• **Available data**
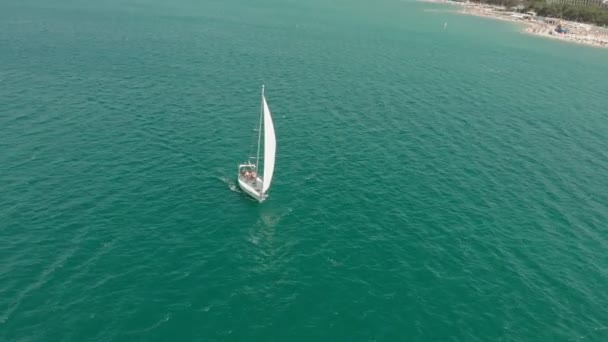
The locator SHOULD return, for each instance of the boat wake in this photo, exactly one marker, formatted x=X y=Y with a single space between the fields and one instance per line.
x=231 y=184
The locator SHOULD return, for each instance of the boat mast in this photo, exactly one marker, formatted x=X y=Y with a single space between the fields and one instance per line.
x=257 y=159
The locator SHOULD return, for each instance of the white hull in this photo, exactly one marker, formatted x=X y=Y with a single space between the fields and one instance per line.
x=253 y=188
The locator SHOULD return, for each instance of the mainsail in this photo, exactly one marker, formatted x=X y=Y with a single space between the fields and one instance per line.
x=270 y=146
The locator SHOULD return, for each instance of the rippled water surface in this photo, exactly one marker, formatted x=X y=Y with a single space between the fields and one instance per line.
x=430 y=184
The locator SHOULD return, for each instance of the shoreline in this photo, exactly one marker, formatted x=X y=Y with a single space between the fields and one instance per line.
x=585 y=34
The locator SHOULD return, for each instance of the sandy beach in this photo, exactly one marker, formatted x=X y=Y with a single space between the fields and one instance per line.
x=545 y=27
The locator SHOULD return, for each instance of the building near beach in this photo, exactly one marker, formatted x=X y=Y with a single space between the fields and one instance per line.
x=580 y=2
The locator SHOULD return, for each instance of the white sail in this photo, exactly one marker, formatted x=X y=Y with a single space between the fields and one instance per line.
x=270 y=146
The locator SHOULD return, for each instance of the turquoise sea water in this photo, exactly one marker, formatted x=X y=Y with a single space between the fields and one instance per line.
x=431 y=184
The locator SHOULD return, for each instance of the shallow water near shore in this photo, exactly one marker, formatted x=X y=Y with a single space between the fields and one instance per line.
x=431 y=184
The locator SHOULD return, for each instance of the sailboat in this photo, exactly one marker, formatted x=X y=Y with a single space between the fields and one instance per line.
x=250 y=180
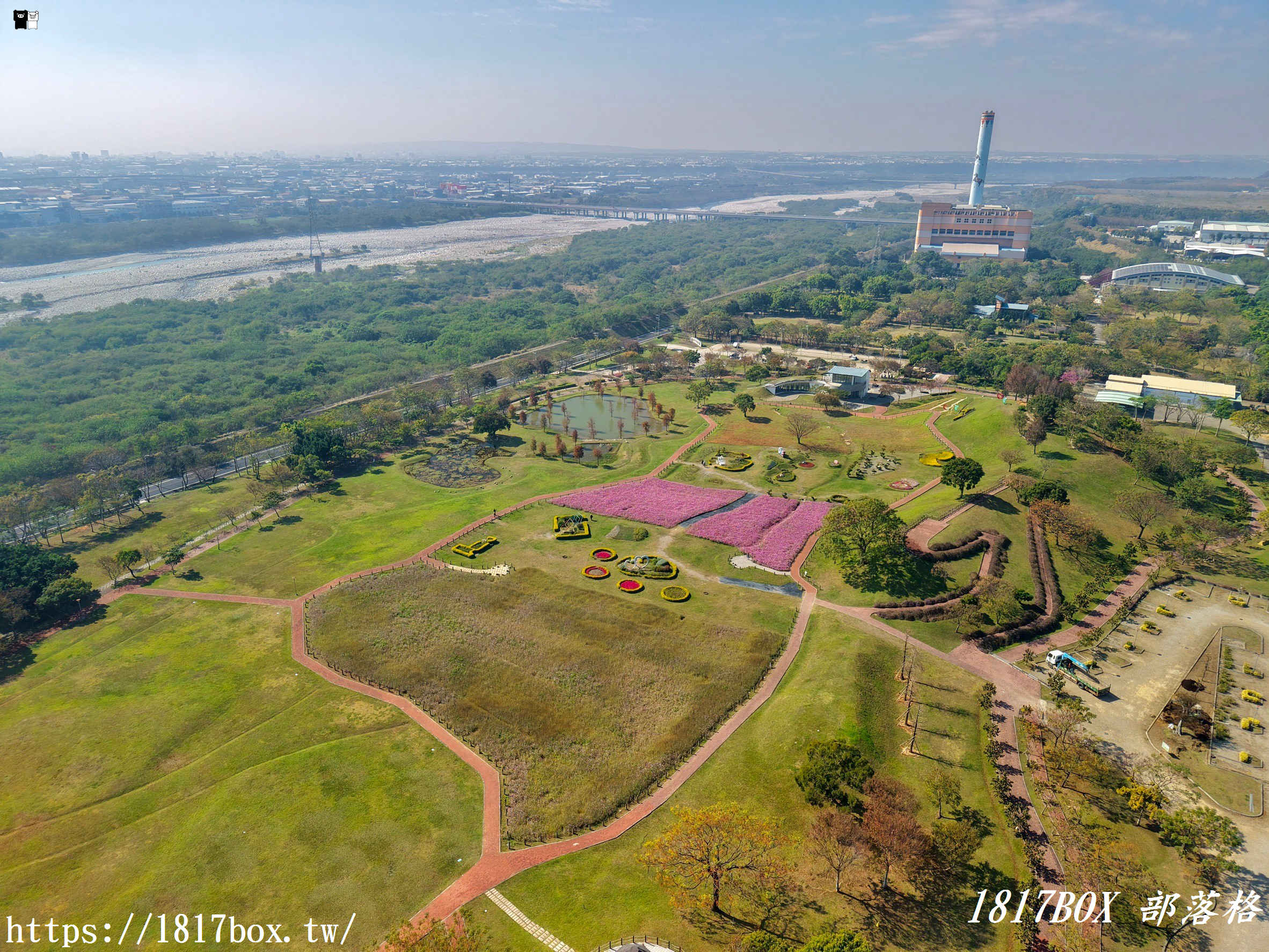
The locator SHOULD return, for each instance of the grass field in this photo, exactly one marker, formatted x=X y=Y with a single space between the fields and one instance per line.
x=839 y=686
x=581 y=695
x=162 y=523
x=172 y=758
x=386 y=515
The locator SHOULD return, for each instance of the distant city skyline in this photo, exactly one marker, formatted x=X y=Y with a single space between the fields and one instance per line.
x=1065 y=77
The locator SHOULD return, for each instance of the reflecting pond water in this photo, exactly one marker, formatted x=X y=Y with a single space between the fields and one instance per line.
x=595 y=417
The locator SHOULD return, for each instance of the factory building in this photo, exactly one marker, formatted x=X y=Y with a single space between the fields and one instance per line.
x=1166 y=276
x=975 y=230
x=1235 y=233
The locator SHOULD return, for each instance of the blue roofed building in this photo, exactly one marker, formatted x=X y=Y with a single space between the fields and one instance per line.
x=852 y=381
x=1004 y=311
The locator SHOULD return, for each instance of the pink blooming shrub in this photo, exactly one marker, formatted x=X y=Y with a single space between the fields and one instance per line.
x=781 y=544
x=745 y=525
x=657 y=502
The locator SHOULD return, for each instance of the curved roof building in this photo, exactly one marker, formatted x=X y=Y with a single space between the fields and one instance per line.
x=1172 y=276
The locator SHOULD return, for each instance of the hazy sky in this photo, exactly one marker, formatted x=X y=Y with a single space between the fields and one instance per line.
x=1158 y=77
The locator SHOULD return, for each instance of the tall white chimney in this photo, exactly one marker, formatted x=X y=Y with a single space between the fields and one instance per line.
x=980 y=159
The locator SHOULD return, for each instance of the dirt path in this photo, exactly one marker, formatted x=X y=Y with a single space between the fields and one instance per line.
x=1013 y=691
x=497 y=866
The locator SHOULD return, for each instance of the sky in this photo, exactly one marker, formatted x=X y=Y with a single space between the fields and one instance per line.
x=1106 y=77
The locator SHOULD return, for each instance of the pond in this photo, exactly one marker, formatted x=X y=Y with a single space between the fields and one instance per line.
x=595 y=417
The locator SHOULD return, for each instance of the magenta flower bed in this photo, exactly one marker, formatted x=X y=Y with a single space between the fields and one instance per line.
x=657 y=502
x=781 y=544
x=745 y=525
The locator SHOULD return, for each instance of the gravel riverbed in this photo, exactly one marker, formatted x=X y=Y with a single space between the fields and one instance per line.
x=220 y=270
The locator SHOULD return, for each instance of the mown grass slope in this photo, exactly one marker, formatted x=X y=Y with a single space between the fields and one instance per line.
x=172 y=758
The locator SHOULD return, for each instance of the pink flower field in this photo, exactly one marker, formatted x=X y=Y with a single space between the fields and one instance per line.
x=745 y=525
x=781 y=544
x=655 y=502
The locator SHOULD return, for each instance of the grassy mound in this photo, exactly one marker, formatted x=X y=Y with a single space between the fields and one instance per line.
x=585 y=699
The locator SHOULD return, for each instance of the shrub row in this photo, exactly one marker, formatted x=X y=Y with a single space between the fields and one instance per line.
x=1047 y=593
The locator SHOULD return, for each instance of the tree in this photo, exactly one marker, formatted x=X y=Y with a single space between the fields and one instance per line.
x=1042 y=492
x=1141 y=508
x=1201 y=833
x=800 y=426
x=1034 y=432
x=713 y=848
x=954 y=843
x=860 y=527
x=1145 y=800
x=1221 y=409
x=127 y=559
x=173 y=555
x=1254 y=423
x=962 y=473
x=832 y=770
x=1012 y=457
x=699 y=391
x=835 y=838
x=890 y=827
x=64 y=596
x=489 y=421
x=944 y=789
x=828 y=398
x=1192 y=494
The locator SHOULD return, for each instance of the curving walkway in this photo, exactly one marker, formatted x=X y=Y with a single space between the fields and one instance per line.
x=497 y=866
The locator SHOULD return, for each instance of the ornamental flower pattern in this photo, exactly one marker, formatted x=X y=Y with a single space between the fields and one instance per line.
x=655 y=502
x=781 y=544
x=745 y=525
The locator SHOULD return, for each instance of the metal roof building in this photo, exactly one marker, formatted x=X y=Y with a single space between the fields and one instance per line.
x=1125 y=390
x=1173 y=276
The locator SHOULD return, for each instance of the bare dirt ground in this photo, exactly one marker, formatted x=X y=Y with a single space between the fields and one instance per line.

• **Objective**
Rewrite the rows between the line containing "The locator SHOULD return, for each instance of the factory" and the line containing "x=1004 y=311", both lines included, and leave out everything else. Keep the requests unchanged, but multiply every x and y coordinate in the answers by 2.4 and round each result to a whole number, with halves rounded up.

• **Finished answer**
The locator SHOULD return, for each instance of the factory building in this photo, exactly one marker, formatted x=X y=Y with a single space between the fields and one instance per line.
x=2798 y=662
x=2340 y=552
x=2964 y=559
The locator SHOULD return, for each instance of the blue roofed building in this photo, exactly one marker, formatted x=X y=Y with a single space between the fields and one instance per line.
x=2045 y=914
x=2410 y=746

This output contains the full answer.